━━━━━ Record extracts ━━━━━

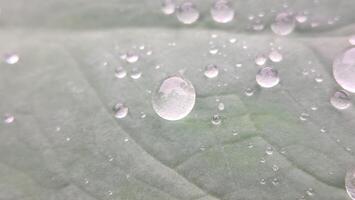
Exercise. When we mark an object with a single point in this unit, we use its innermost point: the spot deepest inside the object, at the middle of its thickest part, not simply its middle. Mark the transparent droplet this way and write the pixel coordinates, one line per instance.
(132, 57)
(174, 99)
(260, 60)
(275, 56)
(211, 71)
(12, 59)
(121, 110)
(120, 72)
(187, 13)
(8, 118)
(284, 24)
(267, 77)
(340, 100)
(216, 119)
(344, 70)
(222, 11)
(168, 7)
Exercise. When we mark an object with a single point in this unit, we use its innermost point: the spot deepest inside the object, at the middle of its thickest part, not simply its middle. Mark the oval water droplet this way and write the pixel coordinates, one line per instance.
(121, 110)
(267, 77)
(174, 99)
(284, 24)
(340, 100)
(187, 13)
(222, 11)
(211, 71)
(344, 70)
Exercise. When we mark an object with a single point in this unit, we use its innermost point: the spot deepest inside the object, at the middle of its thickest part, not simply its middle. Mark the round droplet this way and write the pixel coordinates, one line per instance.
(121, 110)
(260, 60)
(174, 99)
(168, 7)
(267, 77)
(187, 13)
(211, 71)
(344, 70)
(350, 183)
(275, 56)
(222, 11)
(340, 100)
(12, 59)
(120, 72)
(284, 24)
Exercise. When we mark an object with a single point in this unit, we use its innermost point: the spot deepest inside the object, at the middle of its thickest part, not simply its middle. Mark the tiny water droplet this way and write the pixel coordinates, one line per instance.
(216, 119)
(174, 99)
(284, 24)
(267, 77)
(187, 13)
(340, 100)
(222, 11)
(121, 110)
(211, 71)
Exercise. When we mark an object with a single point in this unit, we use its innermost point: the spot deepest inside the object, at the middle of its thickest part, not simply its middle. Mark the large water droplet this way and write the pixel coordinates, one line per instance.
(222, 11)
(267, 77)
(168, 7)
(344, 70)
(121, 110)
(340, 100)
(350, 183)
(187, 13)
(174, 99)
(284, 24)
(211, 71)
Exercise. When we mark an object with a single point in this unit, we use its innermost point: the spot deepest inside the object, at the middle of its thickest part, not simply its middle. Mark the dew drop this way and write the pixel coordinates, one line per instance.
(168, 7)
(12, 59)
(222, 11)
(340, 100)
(121, 110)
(344, 70)
(267, 77)
(174, 99)
(211, 71)
(187, 13)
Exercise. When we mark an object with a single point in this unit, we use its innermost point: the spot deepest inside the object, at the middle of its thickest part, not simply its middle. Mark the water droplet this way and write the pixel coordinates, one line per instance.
(221, 106)
(260, 60)
(121, 110)
(284, 24)
(249, 92)
(211, 71)
(344, 70)
(216, 119)
(131, 57)
(174, 99)
(168, 7)
(120, 72)
(267, 77)
(222, 11)
(275, 56)
(340, 100)
(187, 13)
(8, 118)
(12, 59)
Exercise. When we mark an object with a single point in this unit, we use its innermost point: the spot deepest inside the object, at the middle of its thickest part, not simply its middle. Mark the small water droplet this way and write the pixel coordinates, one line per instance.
(267, 77)
(222, 11)
(216, 119)
(11, 59)
(121, 110)
(174, 99)
(187, 13)
(168, 7)
(340, 100)
(211, 71)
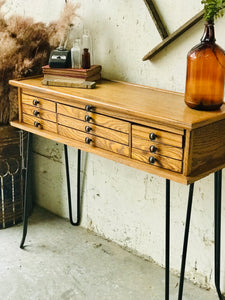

━━━━━

Your instructions - Write the records out once more, exactly as they appear, with no pictures.

Answer space -
Exercise. When we mark an object with a single point in this unit, we use its innermost point: the spot deepest inside the object, at the middle of its thickest part, not simply its middle. Mark the transparent droplet this way and write the pixel coordinates, one line per instance.
(132, 57)
(174, 99)
(260, 60)
(275, 56)
(211, 71)
(12, 59)
(121, 110)
(120, 72)
(187, 13)
(8, 118)
(284, 24)
(267, 77)
(340, 100)
(216, 119)
(344, 70)
(222, 11)
(168, 7)
Exercise. When we mark an object with a single point in this unit, we use its innermost point: the spot deepest inside the object, at the middle of its thickest part, not simply its middle. Mark the oval water droplet this way and write the pixel coordinates, one line per instance.
(121, 110)
(267, 77)
(174, 99)
(284, 24)
(340, 100)
(187, 13)
(222, 11)
(211, 71)
(344, 70)
Exercise. When we mark an object with a single point in this unit, we use its innermost point: the spot deepest inside the object, at the middle of its thickest part, not simply its middle. Mark the round droplet this way and write the pixel coordinates, one line per instance.
(121, 110)
(260, 60)
(174, 99)
(168, 7)
(267, 77)
(187, 13)
(211, 71)
(344, 70)
(350, 183)
(275, 56)
(222, 11)
(340, 100)
(12, 59)
(120, 72)
(284, 24)
Exercise. When we mark an object with a single point in this unit, we use its innermost point: the spot deepest inside the object, at the middle of its thickest part, not simply its middle. Mark the tiny water droplet this way and write the pixel coordinates, one line per instance.
(216, 119)
(174, 99)
(284, 24)
(267, 77)
(187, 13)
(340, 100)
(222, 11)
(121, 110)
(211, 71)
Exercise. When we mark an object with a single point in this unit, we use its innermost point: the spot deepest inside the object, at the middle of its thickest part, not simply its middle. Mark the large water droplet this way and write the pixel coordinates, one line per instance.
(222, 11)
(267, 77)
(168, 7)
(344, 70)
(121, 110)
(340, 100)
(350, 183)
(187, 13)
(174, 99)
(284, 24)
(211, 71)
Exercise. When we mark an object with a single point in this unit, we use its innermost point: the spot deepest inside the object, at the middle of its thickest part, not simply its middle. Mark the dew drop this way and write the pixel coordinates, one line per instance.
(168, 7)
(12, 59)
(222, 11)
(340, 100)
(121, 110)
(344, 70)
(267, 77)
(174, 99)
(211, 71)
(187, 13)
Exercise. When we mark an object with a single point in this unit, we use its innermost point: the spot deepest inside the object, at the middle of its thickest part, not simply its middle. Mark the water droplet this way and write the pixel coordinates, one line per instance.
(221, 106)
(260, 60)
(121, 110)
(284, 24)
(249, 92)
(211, 71)
(344, 70)
(216, 119)
(131, 57)
(174, 99)
(168, 7)
(120, 72)
(267, 77)
(222, 11)
(275, 56)
(340, 100)
(187, 13)
(8, 118)
(12, 59)
Exercise. When we mark an object with a single point in this unit, we use its innermost point: the spot deepest inside the object, at the middle of its thickest part, not simply its middle. Mark the small water droplet this way and write the pixel coordinates, one line per instance.
(267, 77)
(222, 11)
(216, 119)
(11, 59)
(121, 110)
(174, 99)
(187, 13)
(168, 7)
(340, 100)
(211, 71)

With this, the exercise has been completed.